[CONSIGNE]
Recopiez à l'identique, s'il vous plaît, le passage du texte sur la transe ci-dessous qui commence aux mots « Cette patiente était » et s'arrête après « en moments d’échange. ».

[TEXTE SÉLECTIONNÉ]

Avec cette première expérience de transe, j’ai compris que c’est l’être invisible qui est important et non pas la transe. Ces invisibles peuvent différer d’une ethnie à l’autre, d’un pays à l’autre, dans ce cas-là, c’était un mort. Quand ces invisibles font irruption dans le monde visible, ils agissent sur les humains. Ce sont des présences. D’ailleurs, en arabe, pour désigner la transe, on dit hadra, ce qui signifie littéralement : « présence ».
Cette patiente était en permanence habitée par les entités du monde des morts. Dès lors que je suis intervenu et ai donné rendez-vous au père de séance en séance, j’ai transformé une relation permanente et toxique (avec un mort) en présence ponctuelle et réversible. C’est la clé pour comprendre le mécanisme de la transe. Elle transforme un état de dépression en moments d’échange.

[EXTRAITS DE DONNÉES]
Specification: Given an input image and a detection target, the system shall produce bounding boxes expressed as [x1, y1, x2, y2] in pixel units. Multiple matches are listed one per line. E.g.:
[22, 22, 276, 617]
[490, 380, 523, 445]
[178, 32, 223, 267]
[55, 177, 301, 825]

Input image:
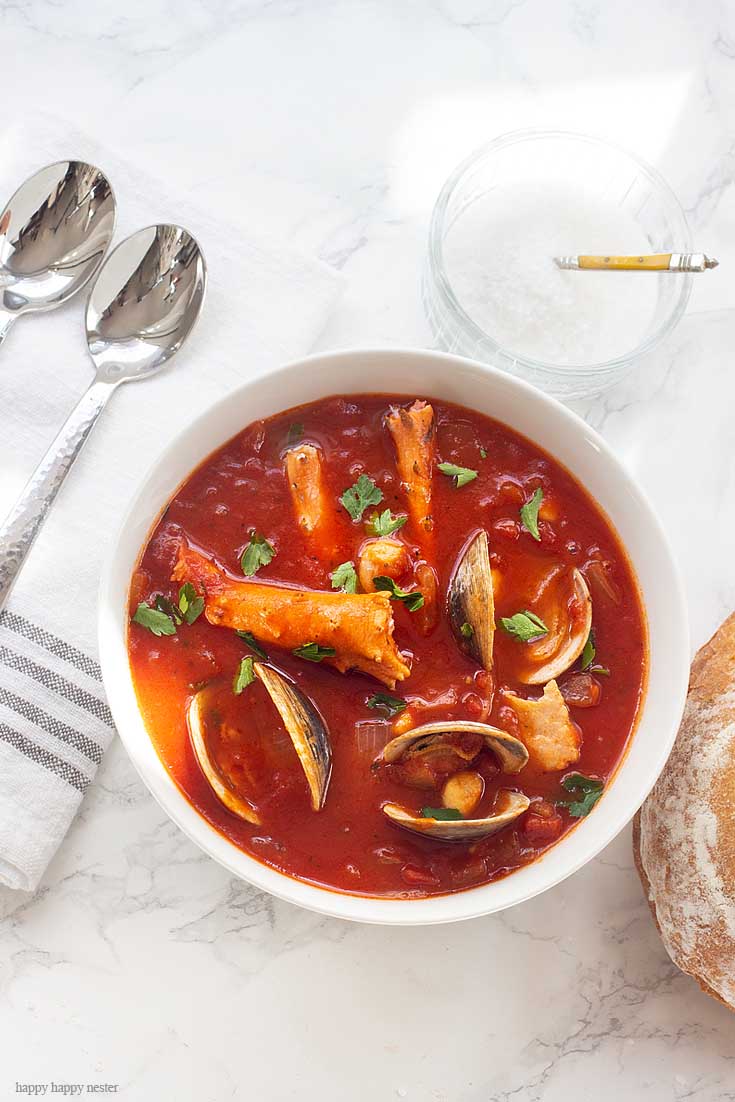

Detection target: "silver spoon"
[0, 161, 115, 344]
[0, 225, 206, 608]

* * *

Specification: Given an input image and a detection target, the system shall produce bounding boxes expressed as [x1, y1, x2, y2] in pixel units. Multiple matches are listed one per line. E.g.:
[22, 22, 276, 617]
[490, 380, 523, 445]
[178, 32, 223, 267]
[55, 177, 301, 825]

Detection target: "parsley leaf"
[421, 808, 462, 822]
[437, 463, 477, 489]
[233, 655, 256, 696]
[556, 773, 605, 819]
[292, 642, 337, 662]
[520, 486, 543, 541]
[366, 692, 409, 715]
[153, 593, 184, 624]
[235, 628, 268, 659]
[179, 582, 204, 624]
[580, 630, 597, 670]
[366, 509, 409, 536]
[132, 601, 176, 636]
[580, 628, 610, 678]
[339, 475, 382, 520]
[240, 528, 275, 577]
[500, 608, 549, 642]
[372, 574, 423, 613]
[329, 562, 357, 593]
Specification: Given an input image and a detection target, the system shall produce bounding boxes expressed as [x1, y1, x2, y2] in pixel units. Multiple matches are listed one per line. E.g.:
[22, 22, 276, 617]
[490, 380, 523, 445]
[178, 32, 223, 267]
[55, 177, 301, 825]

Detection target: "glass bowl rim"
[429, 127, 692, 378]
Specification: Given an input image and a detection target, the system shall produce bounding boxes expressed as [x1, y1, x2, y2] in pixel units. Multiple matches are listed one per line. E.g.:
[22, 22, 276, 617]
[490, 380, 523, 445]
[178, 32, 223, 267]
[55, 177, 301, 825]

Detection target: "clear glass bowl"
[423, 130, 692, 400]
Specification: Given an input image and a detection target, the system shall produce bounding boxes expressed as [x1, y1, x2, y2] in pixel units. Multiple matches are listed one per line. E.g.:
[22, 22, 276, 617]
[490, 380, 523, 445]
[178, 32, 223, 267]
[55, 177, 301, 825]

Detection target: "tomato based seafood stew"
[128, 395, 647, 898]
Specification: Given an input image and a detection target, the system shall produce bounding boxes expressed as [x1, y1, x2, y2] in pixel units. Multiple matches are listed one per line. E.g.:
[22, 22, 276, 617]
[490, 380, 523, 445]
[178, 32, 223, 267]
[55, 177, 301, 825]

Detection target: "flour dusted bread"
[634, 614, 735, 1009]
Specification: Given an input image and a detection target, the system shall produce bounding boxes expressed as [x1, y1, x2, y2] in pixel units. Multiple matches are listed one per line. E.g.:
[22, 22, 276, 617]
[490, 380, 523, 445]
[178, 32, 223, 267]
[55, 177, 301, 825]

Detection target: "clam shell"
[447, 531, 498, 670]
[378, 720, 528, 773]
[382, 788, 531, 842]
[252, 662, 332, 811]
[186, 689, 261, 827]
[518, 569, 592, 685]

---

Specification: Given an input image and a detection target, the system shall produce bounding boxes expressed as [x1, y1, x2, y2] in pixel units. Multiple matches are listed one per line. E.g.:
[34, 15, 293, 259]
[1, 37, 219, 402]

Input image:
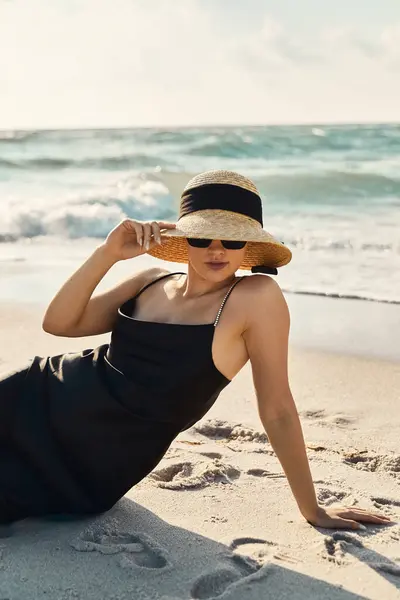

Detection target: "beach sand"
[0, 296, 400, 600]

[RÉPONSE CI-DESSOUS]
Cette patiente était en permanence habitée par les entités du monde des morts. Dès lors que je suis intervenu et ai donné rendez-vous au père de séance en séance, j’ai transformé une relation permanente et toxique (avec un mort) en présence ponctuelle et réversible. C’est la clé pour comprendre le mécanisme de la transe. Elle transforme un état de dépression en moments d’échange.